• **Your assignment**:
Read the data below. Every line holding the string "tree" must be copied.

===== Dataset =====

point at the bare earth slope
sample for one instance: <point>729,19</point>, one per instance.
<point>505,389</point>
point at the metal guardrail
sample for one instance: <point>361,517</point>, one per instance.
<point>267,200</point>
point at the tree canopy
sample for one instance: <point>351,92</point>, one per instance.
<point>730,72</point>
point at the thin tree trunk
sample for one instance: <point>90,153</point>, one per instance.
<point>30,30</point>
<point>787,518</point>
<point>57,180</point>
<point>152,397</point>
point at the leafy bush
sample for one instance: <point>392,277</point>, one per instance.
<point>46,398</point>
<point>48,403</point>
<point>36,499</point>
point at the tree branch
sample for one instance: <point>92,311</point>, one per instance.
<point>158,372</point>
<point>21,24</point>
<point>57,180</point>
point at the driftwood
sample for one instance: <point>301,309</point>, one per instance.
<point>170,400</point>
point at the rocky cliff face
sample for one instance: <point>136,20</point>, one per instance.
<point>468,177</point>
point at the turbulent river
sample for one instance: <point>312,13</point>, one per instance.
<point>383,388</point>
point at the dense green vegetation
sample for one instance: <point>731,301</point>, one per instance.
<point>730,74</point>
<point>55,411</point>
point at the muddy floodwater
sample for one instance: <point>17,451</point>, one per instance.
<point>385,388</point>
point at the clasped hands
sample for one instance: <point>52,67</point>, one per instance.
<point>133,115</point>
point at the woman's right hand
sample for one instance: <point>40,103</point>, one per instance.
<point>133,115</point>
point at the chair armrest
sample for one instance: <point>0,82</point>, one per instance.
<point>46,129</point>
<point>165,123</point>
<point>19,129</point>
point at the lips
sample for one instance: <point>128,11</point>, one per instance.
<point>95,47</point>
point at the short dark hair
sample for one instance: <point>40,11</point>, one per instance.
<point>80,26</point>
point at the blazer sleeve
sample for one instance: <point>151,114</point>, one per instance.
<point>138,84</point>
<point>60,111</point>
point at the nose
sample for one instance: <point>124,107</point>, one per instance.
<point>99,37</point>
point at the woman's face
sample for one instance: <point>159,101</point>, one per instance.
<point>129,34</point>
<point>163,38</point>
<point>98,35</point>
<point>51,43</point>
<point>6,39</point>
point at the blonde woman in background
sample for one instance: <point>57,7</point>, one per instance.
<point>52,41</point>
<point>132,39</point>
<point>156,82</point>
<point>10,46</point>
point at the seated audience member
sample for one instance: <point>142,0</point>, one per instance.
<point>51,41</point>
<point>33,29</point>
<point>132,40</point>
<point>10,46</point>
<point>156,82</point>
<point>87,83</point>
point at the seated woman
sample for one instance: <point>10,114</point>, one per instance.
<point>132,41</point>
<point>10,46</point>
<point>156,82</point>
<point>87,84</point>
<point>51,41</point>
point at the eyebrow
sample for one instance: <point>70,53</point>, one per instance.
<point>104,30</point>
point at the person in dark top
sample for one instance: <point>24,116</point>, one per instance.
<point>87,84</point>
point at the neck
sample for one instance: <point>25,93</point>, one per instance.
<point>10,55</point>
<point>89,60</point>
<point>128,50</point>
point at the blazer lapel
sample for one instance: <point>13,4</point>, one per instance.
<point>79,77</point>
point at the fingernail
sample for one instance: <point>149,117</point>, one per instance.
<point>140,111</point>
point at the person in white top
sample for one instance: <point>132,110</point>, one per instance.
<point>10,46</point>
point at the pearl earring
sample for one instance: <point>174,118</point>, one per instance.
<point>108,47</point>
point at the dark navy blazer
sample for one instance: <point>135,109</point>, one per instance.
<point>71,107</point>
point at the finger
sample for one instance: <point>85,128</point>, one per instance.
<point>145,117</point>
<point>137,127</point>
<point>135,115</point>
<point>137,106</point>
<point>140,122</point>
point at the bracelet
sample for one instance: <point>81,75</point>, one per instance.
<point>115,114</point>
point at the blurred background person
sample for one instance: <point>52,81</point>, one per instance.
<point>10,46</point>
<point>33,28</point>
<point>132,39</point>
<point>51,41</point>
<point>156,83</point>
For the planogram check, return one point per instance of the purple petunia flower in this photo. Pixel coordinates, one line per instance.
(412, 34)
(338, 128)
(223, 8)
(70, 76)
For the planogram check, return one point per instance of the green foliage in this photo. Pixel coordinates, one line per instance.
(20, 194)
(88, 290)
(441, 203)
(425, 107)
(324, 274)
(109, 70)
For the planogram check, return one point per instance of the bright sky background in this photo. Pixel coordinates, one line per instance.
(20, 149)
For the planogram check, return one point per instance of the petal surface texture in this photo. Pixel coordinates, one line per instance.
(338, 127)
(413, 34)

=====

• **Written answer**:
point at the tree canopy
point at the thin tree trunk
point at the tree branch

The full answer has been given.